Selected text
----
If you’ve recently heard a collective intake of breath, it’s probably coming from a posse of publishers near you, bracing themselves for the deluge that’s coming. They know that those new year resolutions to get that novel published have been set in motion. Manuscripts have been retrieved from the dusty bowels of laptops and are being dispatched.
And in tandem with the arrival of the swallows, the rejection emails will start to wing their way into the inboxes of many of those hopeful writers. But if your life’s work is rejected, fear not. You are in the best of company, judging by a book I recently read. Rotten Rejections, by editor André Bernard, documents the in-house memos, letters and anecdotes involving the rejection of work by some very familiar names, including many Irish authors.
----
Data extract
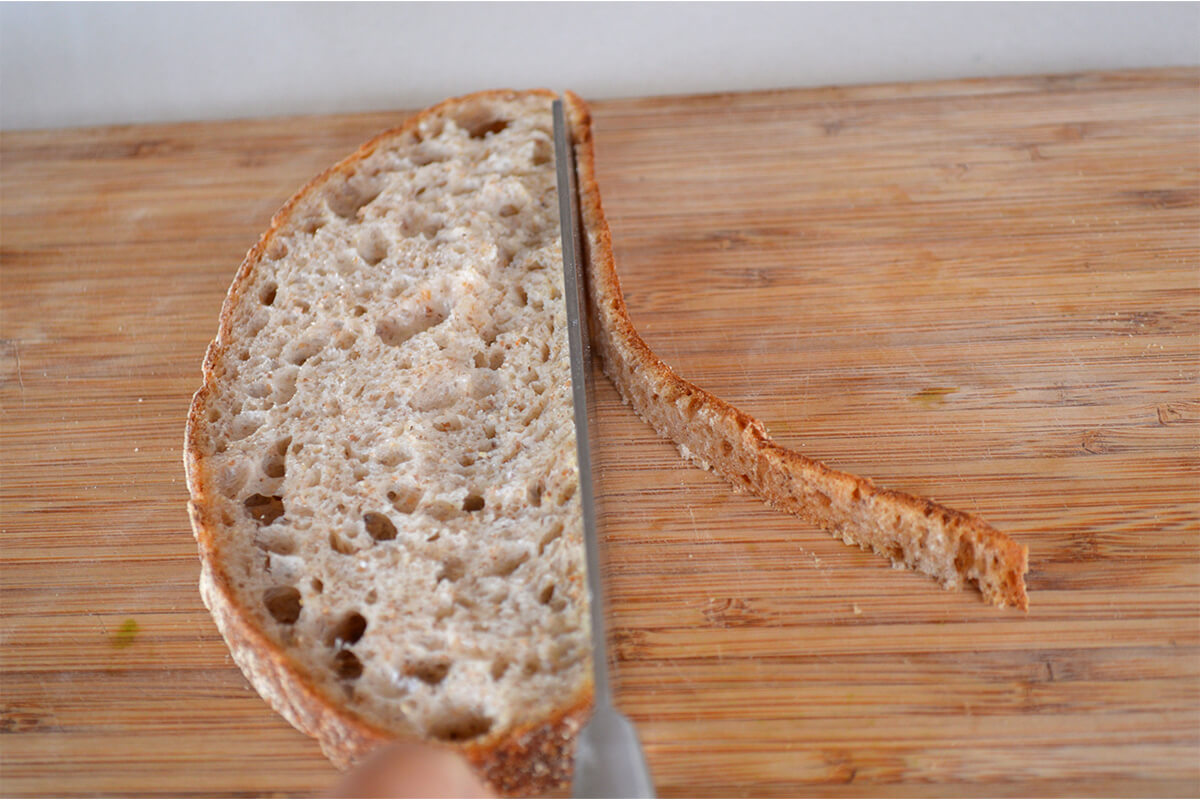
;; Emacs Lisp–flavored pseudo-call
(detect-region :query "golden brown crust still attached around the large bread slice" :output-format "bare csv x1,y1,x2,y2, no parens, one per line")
184,90,592,794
----
Tasks
a) From the text about publishers and rejected manuscripts, reproduce the passage that begins at the words "If you’ve recently" and stops after the words "many Irish authors.".
b) Take the text about publishers and rejected manuscripts further, picking up after its final sentence.

Answers for the exercise
a)
If you’ve recently heard a collective intake of breath, it’s probably coming from a posse of publishers near you, bracing themselves for the deluge that’s coming. They know that those new year resolutions to get that novel published have been set in motion. Manuscripts have been retrieved from the dusty bowels of laptops and are being dispatched.
And in tandem with the arrival of the swallows, the rejection emails will start to wing their way into the inboxes of many of those hopeful writers. But if your life’s work is rejected, fear not. You are in the best of company, judging by a book I recently read. Rotten Rejections, by editor André Bernard, documents the in-house memos, letters and anecdotes involving the rejection of work by some very familiar names, including many Irish authors.

b)
Back in 1895, poor WB Yeats was castigated for his offering, Poems. “I am relieved to find the critics shrink from saying that Mr Yeats will ever be a popular author,” huffed the person who received the submission – the book doesn’t cite the names of those who were so bold as to reject these titans of literature. “The work does not please the ear, nor kindle the imagination,” the publisher continued. “That he has any real paying audience I find hard to believe.”
Samuel Beckett fared no better. His book, Dream of Fair to Middling Women, was dismissed in 1932 with a declaration that the publisher “wouldn’t touch this with a barge-pole”. The writer conceded that Beckett was “probably a clever fellow” but he had “elaborated a slavish and rather incoherent imitation of Joyce, most eccentric in language and full of disgustingly affected passages – also indecent: the book is damned ...”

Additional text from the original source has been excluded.